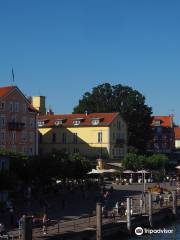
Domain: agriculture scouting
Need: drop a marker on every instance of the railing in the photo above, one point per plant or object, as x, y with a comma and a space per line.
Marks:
17, 126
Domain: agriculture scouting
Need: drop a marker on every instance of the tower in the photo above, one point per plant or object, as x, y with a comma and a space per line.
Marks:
39, 103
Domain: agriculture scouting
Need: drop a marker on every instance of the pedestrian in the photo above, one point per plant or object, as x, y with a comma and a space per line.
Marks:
2, 229
11, 214
45, 221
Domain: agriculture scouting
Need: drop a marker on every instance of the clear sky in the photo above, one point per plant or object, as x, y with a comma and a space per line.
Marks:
63, 48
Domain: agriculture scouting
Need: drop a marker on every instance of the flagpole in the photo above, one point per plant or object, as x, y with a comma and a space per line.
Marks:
12, 72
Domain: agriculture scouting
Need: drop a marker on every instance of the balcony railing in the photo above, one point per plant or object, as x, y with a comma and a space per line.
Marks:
16, 126
120, 141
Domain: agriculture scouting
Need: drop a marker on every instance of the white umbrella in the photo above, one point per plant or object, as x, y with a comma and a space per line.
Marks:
97, 171
143, 171
128, 171
110, 170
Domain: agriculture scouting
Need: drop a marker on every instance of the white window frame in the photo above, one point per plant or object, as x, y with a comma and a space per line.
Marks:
16, 107
11, 107
2, 105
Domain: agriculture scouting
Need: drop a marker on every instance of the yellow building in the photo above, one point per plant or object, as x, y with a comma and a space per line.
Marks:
93, 135
18, 122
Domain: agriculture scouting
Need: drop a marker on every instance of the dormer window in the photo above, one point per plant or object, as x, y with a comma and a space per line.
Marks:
96, 121
59, 122
2, 106
157, 123
41, 123
77, 121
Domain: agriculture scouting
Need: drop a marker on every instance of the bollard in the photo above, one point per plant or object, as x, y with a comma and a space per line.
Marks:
128, 212
174, 203
58, 226
98, 221
150, 208
26, 222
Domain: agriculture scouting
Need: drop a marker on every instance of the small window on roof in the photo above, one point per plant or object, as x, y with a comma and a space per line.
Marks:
157, 123
59, 122
77, 121
40, 123
95, 121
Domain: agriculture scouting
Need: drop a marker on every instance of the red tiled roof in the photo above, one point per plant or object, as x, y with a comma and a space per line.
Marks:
5, 90
106, 119
166, 121
177, 132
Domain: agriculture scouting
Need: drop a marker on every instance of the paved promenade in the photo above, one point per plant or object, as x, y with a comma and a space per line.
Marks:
73, 210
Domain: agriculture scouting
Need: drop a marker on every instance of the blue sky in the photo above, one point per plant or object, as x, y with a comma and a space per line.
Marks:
63, 48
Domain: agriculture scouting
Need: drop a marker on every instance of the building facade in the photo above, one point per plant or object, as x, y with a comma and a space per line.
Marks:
18, 122
93, 135
177, 138
163, 140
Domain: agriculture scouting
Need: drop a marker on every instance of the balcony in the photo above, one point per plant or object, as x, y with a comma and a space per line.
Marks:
15, 126
120, 141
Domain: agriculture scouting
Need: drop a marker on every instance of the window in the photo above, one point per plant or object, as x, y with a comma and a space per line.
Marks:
2, 136
76, 122
54, 137
64, 138
13, 118
99, 137
113, 136
2, 106
24, 120
31, 122
157, 123
31, 151
16, 107
119, 124
118, 152
24, 136
2, 121
59, 122
75, 138
11, 106
32, 136
24, 108
95, 121
40, 123
13, 136
40, 138
76, 150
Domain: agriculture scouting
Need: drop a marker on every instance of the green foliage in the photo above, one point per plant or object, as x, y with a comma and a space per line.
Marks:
130, 161
131, 105
157, 161
136, 162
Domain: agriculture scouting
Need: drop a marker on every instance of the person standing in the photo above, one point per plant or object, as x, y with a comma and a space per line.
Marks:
45, 221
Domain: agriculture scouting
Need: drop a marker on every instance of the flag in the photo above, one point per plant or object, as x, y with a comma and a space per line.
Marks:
12, 75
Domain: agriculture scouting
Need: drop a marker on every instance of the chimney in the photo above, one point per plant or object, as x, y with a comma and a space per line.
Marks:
50, 112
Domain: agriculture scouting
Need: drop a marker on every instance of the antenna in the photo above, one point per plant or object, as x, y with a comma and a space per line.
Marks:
12, 73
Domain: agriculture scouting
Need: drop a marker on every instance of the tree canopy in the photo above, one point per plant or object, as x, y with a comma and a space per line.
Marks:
131, 105
135, 162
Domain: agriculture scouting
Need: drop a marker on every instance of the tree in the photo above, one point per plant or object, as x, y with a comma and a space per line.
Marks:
157, 162
131, 105
130, 161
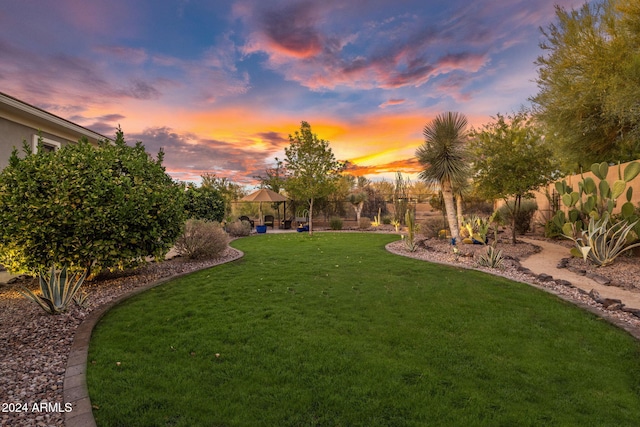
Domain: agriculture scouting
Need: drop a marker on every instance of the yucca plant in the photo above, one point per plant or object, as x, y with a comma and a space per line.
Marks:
492, 258
410, 240
58, 290
603, 240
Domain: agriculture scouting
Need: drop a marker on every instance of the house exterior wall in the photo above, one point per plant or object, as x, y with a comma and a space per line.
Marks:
13, 134
545, 210
20, 122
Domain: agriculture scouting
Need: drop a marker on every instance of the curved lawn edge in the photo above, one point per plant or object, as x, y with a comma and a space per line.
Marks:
630, 329
75, 389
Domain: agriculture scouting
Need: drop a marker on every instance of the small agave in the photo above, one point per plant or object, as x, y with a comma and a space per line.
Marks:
58, 290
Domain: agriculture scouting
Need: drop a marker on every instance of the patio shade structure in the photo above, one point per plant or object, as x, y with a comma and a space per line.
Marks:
264, 195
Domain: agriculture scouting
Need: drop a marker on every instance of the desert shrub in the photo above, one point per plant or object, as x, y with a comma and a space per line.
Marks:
524, 216
335, 223
239, 228
85, 206
202, 239
204, 202
364, 223
430, 227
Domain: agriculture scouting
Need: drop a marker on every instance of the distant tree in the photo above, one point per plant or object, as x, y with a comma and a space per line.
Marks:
274, 179
589, 83
357, 195
445, 159
400, 198
229, 190
86, 206
511, 160
312, 170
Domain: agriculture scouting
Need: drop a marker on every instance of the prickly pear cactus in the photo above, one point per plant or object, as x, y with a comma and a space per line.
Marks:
593, 200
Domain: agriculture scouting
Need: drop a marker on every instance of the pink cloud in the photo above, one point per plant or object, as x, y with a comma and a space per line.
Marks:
392, 102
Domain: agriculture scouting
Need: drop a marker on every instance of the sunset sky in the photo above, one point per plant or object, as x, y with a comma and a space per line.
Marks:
220, 85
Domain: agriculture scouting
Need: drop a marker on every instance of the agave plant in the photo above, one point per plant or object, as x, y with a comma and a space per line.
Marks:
58, 290
602, 241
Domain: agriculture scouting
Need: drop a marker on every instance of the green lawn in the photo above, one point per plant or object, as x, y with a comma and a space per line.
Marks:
332, 330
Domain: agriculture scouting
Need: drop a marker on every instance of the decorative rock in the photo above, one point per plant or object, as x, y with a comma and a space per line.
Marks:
564, 283
525, 270
633, 311
578, 271
601, 280
608, 302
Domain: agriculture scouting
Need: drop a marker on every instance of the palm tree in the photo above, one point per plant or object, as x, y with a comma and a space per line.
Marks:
444, 158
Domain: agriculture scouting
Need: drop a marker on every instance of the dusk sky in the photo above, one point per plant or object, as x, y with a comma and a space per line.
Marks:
220, 85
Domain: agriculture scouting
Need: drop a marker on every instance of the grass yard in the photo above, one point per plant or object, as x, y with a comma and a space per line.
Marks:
332, 330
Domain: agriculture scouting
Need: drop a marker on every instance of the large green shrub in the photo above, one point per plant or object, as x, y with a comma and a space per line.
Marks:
87, 206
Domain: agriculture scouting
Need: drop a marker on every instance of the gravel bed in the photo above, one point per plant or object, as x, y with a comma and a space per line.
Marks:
34, 346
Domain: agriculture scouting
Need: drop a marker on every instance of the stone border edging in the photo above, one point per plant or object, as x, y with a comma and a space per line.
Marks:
632, 330
75, 389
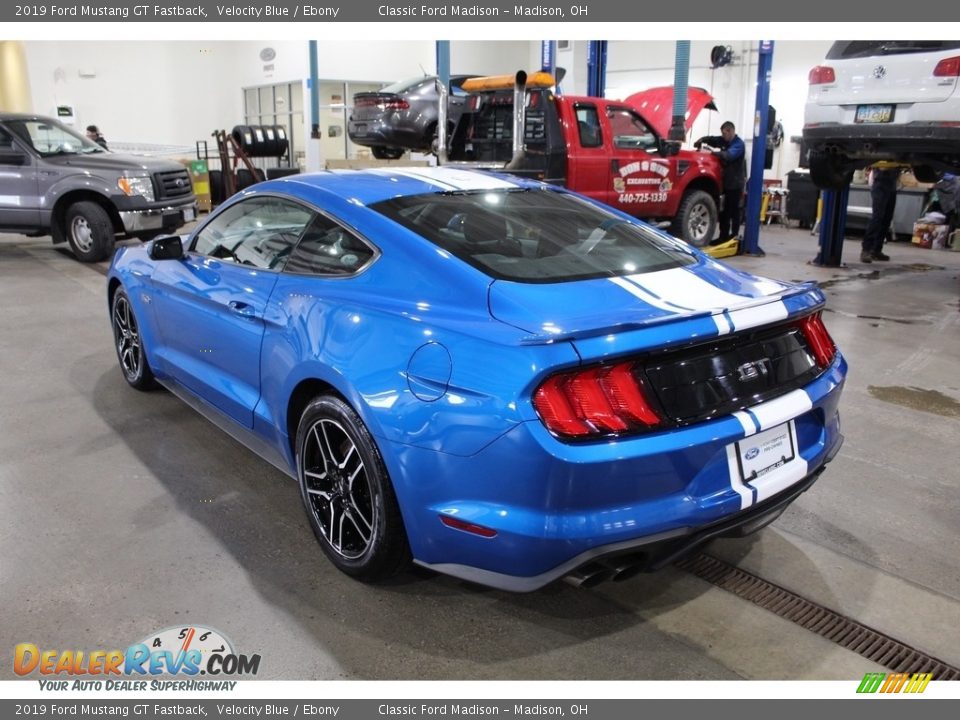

# # #

Print the records exactly and omit all pictures.

EXERCISE OUTPUT:
Domain: agriculture scouting
Need: drop a marker on every instance of the railing in the photo above, one point per plant or object, as x, y with a comma and a space per line.
Marks:
17, 126
Domain: agriculture scouting
Need: drop a marker on every instance of the tower in the photo above, one point per plant or object, as x, y with a comma and a space per line.
Marks:
39, 103
Domain: agriculture scouting
Need: drop a marker on every instance of the pedestrian in the photo above, one point per plant or object, as x, y with a comma and a space per line.
Marks:
2, 229
11, 214
45, 221
Domain: agriculture scouting
Need: drop a marker on every instance of the clear sky in the photo above, one point per plant or object, as x, y with a comma and a space per line.
Marks:
63, 48
Domain: agriculture scouting
Need: drop a marker on every instance of the flagpole in the photo above, one point per plant or object, as x, y with a comma and a space per line.
Marks:
12, 72
Domain: agriculture scouting
Need: drop a marker on every instance of the balcony railing in the photo above, one point per plant or object, as x, y with a comma and a space per line.
Marks:
16, 126
120, 141
Domain: agriculture scouting
Need: drop a marker on every instance of the white umbrella in the photo above, one point per plant or object, as x, y with a comma and a space per line.
Marks:
97, 171
143, 171
128, 171
110, 170
Domain: agriculture scouting
Need: drop a marker on every instance of the white window frame in the photo above, one point per plant or object, as x, y with a comma and a space per line.
Marks:
16, 107
11, 107
2, 105
Domain: agriculture scouting
Need: drop a marker on every instance of the yellow building in the photo above, one point per plant or object, as x, y with a comma and a space per line.
Marks:
93, 135
18, 122
Domain: agriculture scouting
Need: drop a marker on every instance of the dormer window in the photo above, one point per plant or object, as x, y with a comma and a space per line.
Marks:
96, 121
59, 122
2, 106
157, 123
41, 123
77, 121
Domain: agriculture scouting
Need: drop a marker on every instance of the bollard in the photo above, one point per plant or object, as x, y with a comma and a space per line.
Marks:
128, 212
174, 203
58, 226
98, 221
150, 208
26, 222
Domain: agriculture scouting
Need: drop a marker on every instance of the small window on roof in the photo above, one point per plant or object, as x, y with a comma and a space per line.
Marks:
157, 123
59, 122
77, 121
40, 123
95, 121
Domain: agriculture scouting
Need: drop a marker on every instance of the red tiled roof in the photo above, one point per plant or object, as x, y with a comma and a space per line.
Marks:
5, 90
106, 119
166, 121
177, 132
Domain: agriculture scouting
Need: drop a marker on every instance of the paved promenade in the photo above, one point per plant or object, as x, y with a comma and a space per line.
Marks:
73, 210
Domain: agriculture scouting
Need: drop a marker on every instance of the blue sky in the photo above, one point per plant or object, as x, y with a comma and a space per line.
Marks:
63, 48
Domain: agriculture scouting
Need: drop a marker on every instance of the building facade in the photo above, one point per plant or object, as x, y with a comma and a space per line.
Marks:
18, 122
93, 135
177, 138
163, 140
Domain: agriculture scouting
Need: drop a marker on every instance of the balcony in the photo above, one point per plant or object, as x, y with a comma and a space per line.
Marks:
15, 126
120, 141
Domain: agriculture scouting
Need: drop a marker on every instance of the window in the photo above, one point per plant or object, as x, y with a comma and a space per line.
Marks:
2, 136
76, 122
54, 137
64, 138
13, 118
99, 137
113, 136
2, 106
24, 120
31, 122
157, 123
31, 151
16, 107
119, 124
118, 152
24, 136
2, 121
59, 122
75, 138
11, 106
32, 136
24, 108
95, 121
40, 123
13, 136
40, 138
76, 150
Domain: agriculture scouting
Need: drop a marker on every instance of the green foliage in the photo above, one point per plant or object, as x, y with a comma and a space per line.
Marks:
130, 161
131, 105
157, 161
136, 162
Domain: agriculture scouting
Need: drop a marker on every instance of the person standing in the photo above, one point per plant or object, as x, y with a comma and a space per line.
Marks:
45, 221
Domain: agriculture scouting
Need: drop a marker on every instance of the flag in the photo above, one point per plant or object, as x, y with a comma and a space per line.
Marks:
12, 75
Domain: agriculture scouting
Need: drop a marker on every instance of the chimney in the photo above, one point per plant or object, as x, y with a comma and a space per line.
Marks:
50, 112
Domain: agriculture scouting
Need: drop a marker on every instance of the antenna in the photo above, one point per plant or object, as x, y with a comma and a space per line.
Marks:
12, 73
Domain: agriculture scouting
Need: drop a marker on every instance of the tree canopy in the photo above, one point per plant or object, as x, y with a comma and a space per line.
Marks:
131, 105
135, 162
Domain: agriculture scouting
Need: drop a marker on every instance of the tree in the photo above, one point per plant or object, as x, y with a comma and a space per line.
Marks:
157, 162
131, 105
130, 161
Domain: agriculture scouting
Need: drop a marker on every instance of the yucca plant in the photo above, one point per plant or object, as x, y with a comma and a space per line.
Marks:
492, 258
410, 240
58, 290
603, 240
Domain: agriculture scouting
Need: drop a marker on every instance of the house exterior wall in the photo above, one point per plant or object, as x, y with a comma and a space per line.
Marks:
13, 134
545, 210
20, 122
Domain: agriculture scouting
Need: drop a marker on every instance of the curved lawn edge in the photo above, one point per plant or object, as x, y with a comma and a space per line.
Marks:
630, 329
75, 389
Domain: agriculture scouting
Need: drop a marker on every instance of the small agave in the photo above, one point per plant or object, as x, y with a comma and a space per line.
Marks:
58, 290
Domain: agriculture scouting
Need: drop a marker on every instance of the patio shade structure in the photo above, one point per plant or object, as x, y with a comma and a space per line.
Marks:
264, 195
Domain: agriculture scouting
Need: drop a marker on every instance of the desert shrub in the photo above, one point per plant or object, as x, y with a comma and a space per line.
Marks:
524, 216
335, 223
239, 228
85, 206
202, 239
204, 202
364, 223
430, 227
Domain: agriculture scouting
Need: drop a marker on every instance of the distant tree in the photo above, one point per plant or object, as x, y with a comma and a space per line.
Marks:
274, 179
589, 83
357, 195
445, 159
400, 198
229, 190
86, 206
511, 160
312, 170
Domain: agriculture scouting
Need: drop a marker on every instance of the prickly pear cactus in the photo above, one point per plant or object, as x, y with a comma and a space per line.
Marks:
593, 200
Domain: agriculture scouting
Need: drop a marker on every instance of the pink cloud in the photo above, one point per plant or object, as x, y with a comma and a space per line.
Marks:
392, 102
Domain: agriculture scouting
Need: drop a marker on every instance of the sunset sky in the photo above, one point per plant or object, as x, y with a comma and a space per line.
Marks:
220, 85
Domain: agriculture scouting
Need: drop a marker on every instance of the agave plant in the photo above, one point per plant or object, as x, y with a comma and a space per line.
Marks:
58, 290
602, 241
Domain: agriculture scouting
Need: drop a marker on every instance of the green lawn in the photo above, one point per plant or object, as x, y with a comma and a space per line.
Marks:
332, 330
Domain: agriculture scouting
Need: drop a marker on every instance of the decorative rock in the photo above, one point per plant or object, as x, y with a comma and a space per line.
Marks:
564, 283
525, 270
633, 311
578, 271
601, 280
608, 302
Domain: agriculture scouting
Need: drop a marker on every instance of the palm tree in the photo above, one point per plant or object, as x, y with a comma and a space per line.
Marks:
444, 158
Domain: agriculture scouting
Need: drop a marker on every instance of the dusk sky in the photo above, one point per plant or object, as x, y with a comma and a space per line.
Marks:
220, 85
Domain: agriculture scouting
Need: drop a marker on every instance of the grass yard in the photo above, one point per plant or object, as x, y with a comma and a space per line.
Marks:
332, 330
Domain: agriculture scouting
Need: drop a marker on every instance of the large green shrub in the photo above, one point per plant or object, as x, y with a comma and a space per line.
Marks:
87, 206
Domain: agriculture scouting
Need: drop a marker on every instance of the gravel bed in the photo above, one point per plant or object, as x, y with a comma and a space per line.
Marks:
34, 346
Domain: agriculture scouting
Need: drop a marker on every instance of the stone border edging in the photo above, one point per plant or object, as x, y with a comma and a space per line.
Marks:
632, 330
75, 389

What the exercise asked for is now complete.